----- Material for this exercise -----
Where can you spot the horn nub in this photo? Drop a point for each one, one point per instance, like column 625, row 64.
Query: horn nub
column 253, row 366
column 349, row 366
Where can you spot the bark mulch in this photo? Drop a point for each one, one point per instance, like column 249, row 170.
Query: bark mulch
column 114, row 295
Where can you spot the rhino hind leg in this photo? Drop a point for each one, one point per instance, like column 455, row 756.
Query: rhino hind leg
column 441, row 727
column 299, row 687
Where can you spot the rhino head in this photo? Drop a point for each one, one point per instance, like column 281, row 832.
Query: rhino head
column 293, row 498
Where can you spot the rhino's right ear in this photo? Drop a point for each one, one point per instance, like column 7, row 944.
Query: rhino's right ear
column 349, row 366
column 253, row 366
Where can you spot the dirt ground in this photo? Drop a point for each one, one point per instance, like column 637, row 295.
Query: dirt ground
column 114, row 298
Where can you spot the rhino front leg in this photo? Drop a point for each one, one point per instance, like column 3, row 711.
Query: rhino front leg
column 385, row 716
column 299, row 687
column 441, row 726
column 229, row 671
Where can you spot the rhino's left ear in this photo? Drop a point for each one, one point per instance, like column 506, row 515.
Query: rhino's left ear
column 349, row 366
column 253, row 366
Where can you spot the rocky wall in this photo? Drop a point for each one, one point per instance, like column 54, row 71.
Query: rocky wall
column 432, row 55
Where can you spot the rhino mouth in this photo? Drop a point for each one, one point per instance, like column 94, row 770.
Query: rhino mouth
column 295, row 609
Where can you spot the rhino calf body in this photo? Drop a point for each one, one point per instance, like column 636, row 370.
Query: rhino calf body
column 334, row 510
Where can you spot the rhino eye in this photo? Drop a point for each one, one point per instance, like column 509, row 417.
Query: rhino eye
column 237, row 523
-----
Begin at the first line of the records above and restate each line word for word, stopping after the line with "Where can you spot the rhino's right".

Final answer
Where can you spot the horn nub in this photo? Drop a point for each one, one point per instance, like column 625, row 64.
Query: horn nub
column 253, row 366
column 349, row 366
Where can you spot the bark mulch in this photo? Drop a point for each one, one point per instance, like column 249, row 170.
Query: bark mulch
column 114, row 295
Where can you spot the rhino hind leg in this photo? Drop a point for each one, one point per instance, like column 455, row 756.
Query: rhino hind leg
column 441, row 727
column 299, row 687
Where can you spot the rhino head in this photo? Drop a point for each one, one point per instance, like column 281, row 832.
Query: rhino head
column 293, row 498
Where can you spot the rhino's right ear in this photo? Drop a point for each one, one point per instance, like column 7, row 944.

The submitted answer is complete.